**Texte du document**
────

Les ponts sur le Lot, la Dordogne et le Célé concentrent l’attention du Département qui investit chaque année près de 2 M€ pour offrir une seconde jeunesse à ces vénérables ouvrages.
On recense dans le département plus de 900 ouvrages d’art (ponts et tunnels) : un chiffre important qui s’explique par une topographie tourmentée et une forte densité de cours d’eau. Et aussi par l'histoire : le Lot n’a pas connu de destruction massive de ses ponts pendant la Seconde guerre mondiale, contrairement à d’autres départements français. Préservés, ces ouvrages d’art font la beauté de nos vallées, mais ils ont vieilli et nécessitent des travaux pour les pérenniser.
Pont Vicat à Souillac :
un ouvrage chargé d’histoire
Il y a deux siècles, l’ingénieur Louis Vicat (1786-1861), chargé de la construction du pont entre Souillac et Lanzac, a utilisé, pour la première fois au monde, de la chaux artificielle pour les fondations dans la rivière Dordogne, initiant l’ère moderne de l’industrie du ciment.
L’histoire commence avant la Révolution
1786 : l’assemblée de haute Guyenne vote un budget pour la construction d’un pont à Souilac, en remplacement d’un bac sur la Dordogne, une rivière très sensible aux crues.
Mais la Révolution suspend le projet.
1808 : de retour d’Espagne, Napoléon passe par Souillac. Le projet d’un pont est relancé peu après sur la route impériale 23 (actuelle RD 820) afin d’enjamber la Dordogne sur cet axe nord-sud stratégique.
1809 : l’ingénieur des Ponts et Chaussée Billoin arrive de Perpignan pour établir l’emplacement et un projet de l’ouvrage. Il nomme à ses côtés un jeune ingénieur de l’école polytechnique : Louis Vicat.

────

**Données affichées**
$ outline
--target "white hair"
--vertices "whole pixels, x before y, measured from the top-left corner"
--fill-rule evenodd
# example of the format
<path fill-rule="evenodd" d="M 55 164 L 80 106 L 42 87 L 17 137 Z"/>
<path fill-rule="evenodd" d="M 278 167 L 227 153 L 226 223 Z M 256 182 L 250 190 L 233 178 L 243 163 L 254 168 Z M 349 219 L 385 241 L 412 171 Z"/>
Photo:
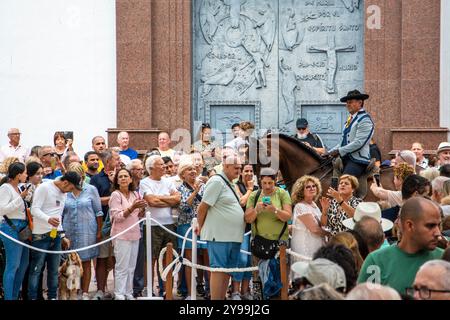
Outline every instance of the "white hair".
<path fill-rule="evenodd" d="M 436 272 L 436 270 L 434 270 L 433 272 L 433 276 L 437 277 L 440 276 L 440 283 L 442 283 L 443 286 L 443 290 L 450 290 L 450 262 L 445 261 L 445 260 L 430 260 L 425 262 L 419 269 L 419 271 L 417 271 L 417 273 L 419 273 L 420 271 L 423 271 L 426 268 L 439 268 L 441 269 L 443 272 Z"/>
<path fill-rule="evenodd" d="M 364 282 L 354 287 L 345 300 L 401 300 L 394 289 L 378 283 Z"/>
<path fill-rule="evenodd" d="M 126 132 L 126 131 L 121 131 L 121 132 L 119 132 L 119 134 L 117 135 L 117 139 L 120 139 L 122 136 L 124 136 L 124 135 L 128 135 L 128 132 Z"/>
<path fill-rule="evenodd" d="M 134 166 L 142 164 L 142 161 L 140 159 L 133 159 L 131 160 L 128 165 L 127 165 L 127 169 L 131 170 Z"/>
<path fill-rule="evenodd" d="M 433 179 L 431 182 L 431 187 L 433 188 L 433 192 L 442 193 L 444 191 L 444 182 L 450 180 L 448 177 L 439 176 Z"/>
<path fill-rule="evenodd" d="M 155 162 L 158 159 L 162 159 L 162 157 L 157 154 L 147 158 L 147 160 L 145 161 L 145 169 L 147 170 L 148 173 L 150 173 L 150 169 L 155 166 Z"/>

────

**Consigne**
Reprenez, s'il vous plaît, le texte sur les ponts du Lot et le pont Vicat à la suite de sa dernière phrase.

**Résultat**
Le chantier démarre en 1812
1812 : la construction du pont démarre. Vicat s’installe à Souillac ; il y restera vingt ans.
Pour la construction, il faut trouver des pierres de qualité. Mais cela entraîne une hausse du coût initial du pont.
Il est décidé de supprimer deux arches pour alléger la facture : elles seront au nombre de sept. La longueur du pont est de près de 200 m et sa largeur est de 9 m.
Jusqu’en 1815, les guerres napoléoniennes mettent le chantier à l’arrêt. Résultat : un marché doit être résilié avec un entrepreneur. Et coup du sort : la crue de 1817 dévaste le chantier abandonné.
Pendant ce temps, Louis Vicat poursuit ses expériences à la recherche d’économies pour la construction du pont de Souillac et de consolidation de ses fondations : pourquoi ne pas adopter une nouvelle technique issue de ses recherches sur les chaux de construction ?
Louis Vicat publie un article dans les Annales de chimie dans laquelle il formule sa découverte sur la capacité d’une chaux à faire prise sous l’eau. Cette découverte repose sur la cuisson d’une juste proportion de calcaire et d’argile. L’Académie royale des sciences valide la découverte de Louis Vicat en 1818.
A Souillac, les travaux redémarrent en 1819 avec cette technique. La première pile du pont est bétonnée avec le procédé Vicat : de la chaux artificielle réalisée en ambiance humide. Cela inaugure une nouvelle ère : la fourniture de ciments naturels ne sera plus dépendante de la géologie.
Le pont encore en construction ouvre en 1823
En 1823, six piles sont déjà construites et trois voûtes érigées. Mais le 2 juillet, la Dordogne entre en crue et un cintre cède.
Pour autant, le chantier se poursuit et une cabane provisoire pour récolter l’octroi (péage) peut être ouverte durant l’hiver 1823/1824 permettant d’emprunter le pont, près de douze ans après le début du chantier.
Les parapets et la chaussée seront achevés plus tard.
De grands travaux au fil des siècles
Pour préserver cet ouvrage qui appartient désormais au paysage de la vallée de la Dordogne lotoise, de nombreux travaux d’entretien et de réparation ont eu lieu au cours des deux siècles passés, les premiers dès 1852.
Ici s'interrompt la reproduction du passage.